Task input:
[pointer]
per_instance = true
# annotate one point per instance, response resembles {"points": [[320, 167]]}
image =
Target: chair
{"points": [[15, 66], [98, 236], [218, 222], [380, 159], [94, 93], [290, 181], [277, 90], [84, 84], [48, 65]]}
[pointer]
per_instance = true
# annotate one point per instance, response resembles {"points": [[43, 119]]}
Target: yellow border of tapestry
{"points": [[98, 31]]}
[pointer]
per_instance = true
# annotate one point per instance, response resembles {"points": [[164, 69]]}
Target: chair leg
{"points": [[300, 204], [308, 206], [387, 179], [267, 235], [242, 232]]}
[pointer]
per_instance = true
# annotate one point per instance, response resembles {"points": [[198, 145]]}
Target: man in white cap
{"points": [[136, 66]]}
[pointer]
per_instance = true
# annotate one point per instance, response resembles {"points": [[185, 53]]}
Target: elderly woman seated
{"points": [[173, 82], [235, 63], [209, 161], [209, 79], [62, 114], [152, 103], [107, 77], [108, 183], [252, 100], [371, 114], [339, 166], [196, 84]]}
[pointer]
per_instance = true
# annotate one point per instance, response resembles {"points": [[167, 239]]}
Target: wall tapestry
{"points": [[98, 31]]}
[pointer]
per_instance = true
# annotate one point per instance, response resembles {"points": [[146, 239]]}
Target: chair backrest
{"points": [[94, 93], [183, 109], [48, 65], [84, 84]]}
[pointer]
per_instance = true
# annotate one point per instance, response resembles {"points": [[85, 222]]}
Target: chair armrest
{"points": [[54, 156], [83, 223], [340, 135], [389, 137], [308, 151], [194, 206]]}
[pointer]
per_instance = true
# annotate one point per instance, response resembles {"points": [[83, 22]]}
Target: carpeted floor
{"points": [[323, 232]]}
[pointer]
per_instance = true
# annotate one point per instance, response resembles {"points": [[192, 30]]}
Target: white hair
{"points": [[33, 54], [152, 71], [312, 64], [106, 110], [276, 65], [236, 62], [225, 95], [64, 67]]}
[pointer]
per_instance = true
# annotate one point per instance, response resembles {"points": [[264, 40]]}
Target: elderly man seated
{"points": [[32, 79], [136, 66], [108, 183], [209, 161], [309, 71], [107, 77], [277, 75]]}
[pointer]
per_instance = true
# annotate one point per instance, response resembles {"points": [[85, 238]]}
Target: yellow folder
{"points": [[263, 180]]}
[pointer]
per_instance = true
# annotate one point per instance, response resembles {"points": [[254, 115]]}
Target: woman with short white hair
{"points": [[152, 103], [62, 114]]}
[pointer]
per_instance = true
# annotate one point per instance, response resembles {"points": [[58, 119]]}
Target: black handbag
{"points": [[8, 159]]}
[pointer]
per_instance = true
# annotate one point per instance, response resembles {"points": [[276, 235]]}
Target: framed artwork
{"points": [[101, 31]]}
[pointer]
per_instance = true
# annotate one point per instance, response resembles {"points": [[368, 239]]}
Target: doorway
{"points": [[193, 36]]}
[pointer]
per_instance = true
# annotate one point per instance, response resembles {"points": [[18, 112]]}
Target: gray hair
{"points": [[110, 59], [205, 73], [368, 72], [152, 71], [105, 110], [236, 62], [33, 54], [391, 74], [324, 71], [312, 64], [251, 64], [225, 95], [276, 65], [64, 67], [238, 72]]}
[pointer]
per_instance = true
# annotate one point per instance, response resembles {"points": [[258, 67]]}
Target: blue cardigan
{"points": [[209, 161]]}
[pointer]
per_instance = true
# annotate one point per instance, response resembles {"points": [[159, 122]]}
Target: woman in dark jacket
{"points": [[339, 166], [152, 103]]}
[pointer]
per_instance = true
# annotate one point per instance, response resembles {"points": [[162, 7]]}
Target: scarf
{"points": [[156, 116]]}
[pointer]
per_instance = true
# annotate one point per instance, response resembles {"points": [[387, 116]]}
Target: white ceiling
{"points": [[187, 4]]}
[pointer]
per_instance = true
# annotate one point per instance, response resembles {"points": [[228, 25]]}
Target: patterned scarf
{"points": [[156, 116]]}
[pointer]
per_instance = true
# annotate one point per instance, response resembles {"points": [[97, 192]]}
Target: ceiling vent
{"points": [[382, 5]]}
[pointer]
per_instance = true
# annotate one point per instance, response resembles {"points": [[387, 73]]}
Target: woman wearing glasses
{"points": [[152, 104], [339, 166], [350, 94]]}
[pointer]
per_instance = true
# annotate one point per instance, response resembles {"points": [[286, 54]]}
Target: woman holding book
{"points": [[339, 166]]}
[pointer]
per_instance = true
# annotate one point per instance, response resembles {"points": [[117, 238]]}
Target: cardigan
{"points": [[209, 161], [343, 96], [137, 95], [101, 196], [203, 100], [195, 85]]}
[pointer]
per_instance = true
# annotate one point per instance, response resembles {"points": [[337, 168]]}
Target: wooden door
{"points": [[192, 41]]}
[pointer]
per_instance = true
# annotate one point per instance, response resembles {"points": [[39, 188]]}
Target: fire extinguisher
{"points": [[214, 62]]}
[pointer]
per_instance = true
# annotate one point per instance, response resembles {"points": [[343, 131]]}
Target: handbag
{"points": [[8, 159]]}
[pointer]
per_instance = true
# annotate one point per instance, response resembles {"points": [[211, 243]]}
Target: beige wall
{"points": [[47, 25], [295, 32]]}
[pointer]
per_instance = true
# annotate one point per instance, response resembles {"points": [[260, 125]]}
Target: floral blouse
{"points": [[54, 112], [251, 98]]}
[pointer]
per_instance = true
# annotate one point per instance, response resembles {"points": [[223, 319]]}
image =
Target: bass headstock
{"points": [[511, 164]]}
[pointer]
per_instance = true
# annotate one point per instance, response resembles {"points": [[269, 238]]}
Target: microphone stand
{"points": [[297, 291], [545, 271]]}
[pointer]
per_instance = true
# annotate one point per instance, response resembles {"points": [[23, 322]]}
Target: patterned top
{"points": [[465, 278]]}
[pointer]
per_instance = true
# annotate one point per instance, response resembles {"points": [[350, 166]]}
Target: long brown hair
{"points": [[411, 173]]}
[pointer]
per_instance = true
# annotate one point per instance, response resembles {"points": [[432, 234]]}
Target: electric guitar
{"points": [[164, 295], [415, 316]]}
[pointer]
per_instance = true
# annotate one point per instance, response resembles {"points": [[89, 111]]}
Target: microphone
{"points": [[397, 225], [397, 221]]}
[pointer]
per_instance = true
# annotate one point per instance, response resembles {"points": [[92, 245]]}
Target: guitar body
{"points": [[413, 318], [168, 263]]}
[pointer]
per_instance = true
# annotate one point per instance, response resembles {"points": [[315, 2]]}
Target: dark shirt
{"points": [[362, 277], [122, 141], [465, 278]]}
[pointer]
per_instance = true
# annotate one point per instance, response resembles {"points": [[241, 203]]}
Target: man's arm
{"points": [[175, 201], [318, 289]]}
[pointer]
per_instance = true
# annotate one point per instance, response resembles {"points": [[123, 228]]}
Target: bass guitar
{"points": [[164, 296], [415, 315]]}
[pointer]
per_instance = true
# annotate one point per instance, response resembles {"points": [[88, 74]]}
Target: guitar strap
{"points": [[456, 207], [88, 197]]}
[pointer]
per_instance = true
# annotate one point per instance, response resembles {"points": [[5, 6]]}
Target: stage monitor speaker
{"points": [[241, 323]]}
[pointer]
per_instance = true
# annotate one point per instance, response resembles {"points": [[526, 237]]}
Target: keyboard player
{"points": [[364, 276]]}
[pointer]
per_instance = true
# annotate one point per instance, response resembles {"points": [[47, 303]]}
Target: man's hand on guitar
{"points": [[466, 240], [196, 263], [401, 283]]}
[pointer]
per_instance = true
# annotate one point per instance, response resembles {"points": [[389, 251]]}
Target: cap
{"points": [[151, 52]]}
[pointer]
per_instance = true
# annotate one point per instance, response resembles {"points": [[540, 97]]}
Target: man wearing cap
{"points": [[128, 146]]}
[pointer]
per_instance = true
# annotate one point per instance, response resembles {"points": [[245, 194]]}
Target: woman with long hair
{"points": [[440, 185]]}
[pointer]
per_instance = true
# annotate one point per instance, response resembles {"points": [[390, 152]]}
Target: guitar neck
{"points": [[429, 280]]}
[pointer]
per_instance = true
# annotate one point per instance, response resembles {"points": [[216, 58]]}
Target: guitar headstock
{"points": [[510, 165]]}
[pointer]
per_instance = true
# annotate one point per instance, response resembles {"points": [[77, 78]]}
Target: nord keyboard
---
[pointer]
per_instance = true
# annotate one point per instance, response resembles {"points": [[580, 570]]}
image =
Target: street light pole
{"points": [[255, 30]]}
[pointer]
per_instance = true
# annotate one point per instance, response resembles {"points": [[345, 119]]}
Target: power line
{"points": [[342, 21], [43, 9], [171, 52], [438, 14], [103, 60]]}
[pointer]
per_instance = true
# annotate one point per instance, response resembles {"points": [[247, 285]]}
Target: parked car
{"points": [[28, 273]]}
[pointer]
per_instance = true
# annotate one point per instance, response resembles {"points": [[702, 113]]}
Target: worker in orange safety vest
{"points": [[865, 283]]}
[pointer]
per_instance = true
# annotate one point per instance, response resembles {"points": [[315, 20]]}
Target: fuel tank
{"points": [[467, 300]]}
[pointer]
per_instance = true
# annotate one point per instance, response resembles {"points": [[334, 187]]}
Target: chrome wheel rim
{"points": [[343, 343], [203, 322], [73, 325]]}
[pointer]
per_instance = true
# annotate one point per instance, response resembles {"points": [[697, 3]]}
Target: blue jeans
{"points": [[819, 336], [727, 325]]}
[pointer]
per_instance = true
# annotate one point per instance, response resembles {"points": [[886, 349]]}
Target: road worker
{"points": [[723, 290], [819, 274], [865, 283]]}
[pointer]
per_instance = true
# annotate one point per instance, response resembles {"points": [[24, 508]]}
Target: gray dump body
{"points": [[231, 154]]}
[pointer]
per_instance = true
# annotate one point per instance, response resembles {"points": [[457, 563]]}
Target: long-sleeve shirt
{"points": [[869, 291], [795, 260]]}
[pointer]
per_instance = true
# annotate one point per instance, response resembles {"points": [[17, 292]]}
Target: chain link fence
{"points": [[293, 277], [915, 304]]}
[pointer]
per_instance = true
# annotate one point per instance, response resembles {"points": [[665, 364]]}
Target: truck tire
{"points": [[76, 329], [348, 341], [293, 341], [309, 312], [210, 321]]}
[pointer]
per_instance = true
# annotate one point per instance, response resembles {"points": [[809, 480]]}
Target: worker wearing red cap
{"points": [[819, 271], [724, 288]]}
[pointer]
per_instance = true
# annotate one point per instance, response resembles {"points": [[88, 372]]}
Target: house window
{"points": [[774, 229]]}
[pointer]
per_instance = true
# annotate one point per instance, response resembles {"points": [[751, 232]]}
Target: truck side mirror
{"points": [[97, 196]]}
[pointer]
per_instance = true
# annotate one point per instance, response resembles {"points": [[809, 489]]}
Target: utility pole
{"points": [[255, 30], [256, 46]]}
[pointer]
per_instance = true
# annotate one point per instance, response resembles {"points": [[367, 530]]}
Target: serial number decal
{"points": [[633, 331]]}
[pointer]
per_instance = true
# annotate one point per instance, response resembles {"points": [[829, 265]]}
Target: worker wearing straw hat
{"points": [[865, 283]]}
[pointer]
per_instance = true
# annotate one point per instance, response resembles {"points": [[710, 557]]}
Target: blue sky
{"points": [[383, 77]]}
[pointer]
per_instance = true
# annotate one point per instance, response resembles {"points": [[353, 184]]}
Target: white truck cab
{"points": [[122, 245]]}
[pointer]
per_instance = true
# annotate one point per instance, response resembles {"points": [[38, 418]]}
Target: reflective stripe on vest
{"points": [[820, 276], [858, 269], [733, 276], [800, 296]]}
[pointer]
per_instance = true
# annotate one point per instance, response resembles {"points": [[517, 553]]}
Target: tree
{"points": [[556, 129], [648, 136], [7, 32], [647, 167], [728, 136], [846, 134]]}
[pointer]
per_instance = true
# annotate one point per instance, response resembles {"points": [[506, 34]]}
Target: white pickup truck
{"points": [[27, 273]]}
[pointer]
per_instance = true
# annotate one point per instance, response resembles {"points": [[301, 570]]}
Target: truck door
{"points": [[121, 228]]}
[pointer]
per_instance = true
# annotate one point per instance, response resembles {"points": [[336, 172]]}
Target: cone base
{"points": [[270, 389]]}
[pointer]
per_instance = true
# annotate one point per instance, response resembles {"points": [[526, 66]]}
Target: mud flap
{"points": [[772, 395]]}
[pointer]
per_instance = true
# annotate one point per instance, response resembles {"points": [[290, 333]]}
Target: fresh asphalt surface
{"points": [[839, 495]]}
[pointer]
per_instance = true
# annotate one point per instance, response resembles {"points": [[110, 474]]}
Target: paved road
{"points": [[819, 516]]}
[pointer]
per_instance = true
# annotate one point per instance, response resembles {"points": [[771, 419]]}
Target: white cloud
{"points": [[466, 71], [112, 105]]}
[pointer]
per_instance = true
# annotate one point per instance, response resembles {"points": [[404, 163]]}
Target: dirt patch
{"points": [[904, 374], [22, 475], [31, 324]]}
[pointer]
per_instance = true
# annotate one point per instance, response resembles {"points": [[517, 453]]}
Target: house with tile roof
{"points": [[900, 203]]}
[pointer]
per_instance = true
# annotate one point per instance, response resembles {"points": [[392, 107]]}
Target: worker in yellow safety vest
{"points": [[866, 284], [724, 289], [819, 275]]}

Exercise details: Please filter the rows above down to every line that contains the string "long", and copy each of those lines. Case matters.

Result of this task:
Target: long brown hair
Target: woman with long hair
Target: long-sleeve shirt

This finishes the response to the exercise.